'''

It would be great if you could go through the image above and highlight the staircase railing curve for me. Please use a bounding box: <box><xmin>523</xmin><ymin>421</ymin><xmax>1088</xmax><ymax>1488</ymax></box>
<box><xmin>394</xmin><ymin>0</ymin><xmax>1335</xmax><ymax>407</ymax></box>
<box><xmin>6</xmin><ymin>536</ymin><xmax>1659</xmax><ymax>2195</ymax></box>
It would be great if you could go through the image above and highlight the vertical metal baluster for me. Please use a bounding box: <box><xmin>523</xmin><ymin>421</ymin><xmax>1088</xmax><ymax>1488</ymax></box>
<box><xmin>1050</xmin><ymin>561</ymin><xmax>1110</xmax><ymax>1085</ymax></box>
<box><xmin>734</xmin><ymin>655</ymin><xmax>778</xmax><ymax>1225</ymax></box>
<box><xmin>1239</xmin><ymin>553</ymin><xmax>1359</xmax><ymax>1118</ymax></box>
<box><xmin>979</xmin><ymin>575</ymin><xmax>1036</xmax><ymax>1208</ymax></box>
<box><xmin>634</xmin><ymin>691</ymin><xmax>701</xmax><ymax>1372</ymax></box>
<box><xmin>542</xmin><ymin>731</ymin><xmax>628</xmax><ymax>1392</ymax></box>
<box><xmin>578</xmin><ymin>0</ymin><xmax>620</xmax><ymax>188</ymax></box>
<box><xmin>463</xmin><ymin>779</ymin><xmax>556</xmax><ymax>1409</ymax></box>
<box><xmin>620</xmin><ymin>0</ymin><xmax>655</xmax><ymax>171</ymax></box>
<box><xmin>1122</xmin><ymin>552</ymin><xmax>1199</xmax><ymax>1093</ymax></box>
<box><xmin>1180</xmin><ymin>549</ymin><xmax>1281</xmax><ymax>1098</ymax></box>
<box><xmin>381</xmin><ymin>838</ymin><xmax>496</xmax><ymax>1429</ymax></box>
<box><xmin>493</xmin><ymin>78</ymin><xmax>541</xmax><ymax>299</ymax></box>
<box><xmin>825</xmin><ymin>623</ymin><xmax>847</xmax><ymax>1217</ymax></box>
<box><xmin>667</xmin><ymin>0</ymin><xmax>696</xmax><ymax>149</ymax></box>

'''

### PROBLEM
All the lines above should appear again in the answer, exactly as written.

### SOLUTION TO THIS EXERCISE
It would be great if you could go through the image above and highlight the staircase railing curve for me. Please use a bounding box: <box><xmin>523</xmin><ymin>421</ymin><xmax>1088</xmax><ymax>1488</ymax></box>
<box><xmin>394</xmin><ymin>0</ymin><xmax>1335</xmax><ymax>407</ymax></box>
<box><xmin>6</xmin><ymin>536</ymin><xmax>1659</xmax><ymax>2195</ymax></box>
It would be great if you could go through the image above and highlight the vertical metal baluster for me. Please use a bounding box: <box><xmin>523</xmin><ymin>421</ymin><xmax>1088</xmax><ymax>1488</ymax></box>
<box><xmin>1050</xmin><ymin>561</ymin><xmax>1110</xmax><ymax>1085</ymax></box>
<box><xmin>734</xmin><ymin>655</ymin><xmax>778</xmax><ymax>1225</ymax></box>
<box><xmin>1239</xmin><ymin>553</ymin><xmax>1359</xmax><ymax>1118</ymax></box>
<box><xmin>979</xmin><ymin>575</ymin><xmax>1036</xmax><ymax>1208</ymax></box>
<box><xmin>634</xmin><ymin>691</ymin><xmax>701</xmax><ymax>1372</ymax></box>
<box><xmin>542</xmin><ymin>731</ymin><xmax>628</xmax><ymax>1392</ymax></box>
<box><xmin>578</xmin><ymin>0</ymin><xmax>620</xmax><ymax>188</ymax></box>
<box><xmin>463</xmin><ymin>779</ymin><xmax>556</xmax><ymax>1409</ymax></box>
<box><xmin>620</xmin><ymin>0</ymin><xmax>655</xmax><ymax>171</ymax></box>
<box><xmin>1122</xmin><ymin>552</ymin><xmax>1199</xmax><ymax>1093</ymax></box>
<box><xmin>1180</xmin><ymin>549</ymin><xmax>1281</xmax><ymax>1098</ymax></box>
<box><xmin>381</xmin><ymin>838</ymin><xmax>496</xmax><ymax>1429</ymax></box>
<box><xmin>493</xmin><ymin>78</ymin><xmax>541</xmax><ymax>299</ymax></box>
<box><xmin>825</xmin><ymin>623</ymin><xmax>847</xmax><ymax>1217</ymax></box>
<box><xmin>667</xmin><ymin>0</ymin><xmax>696</xmax><ymax>149</ymax></box>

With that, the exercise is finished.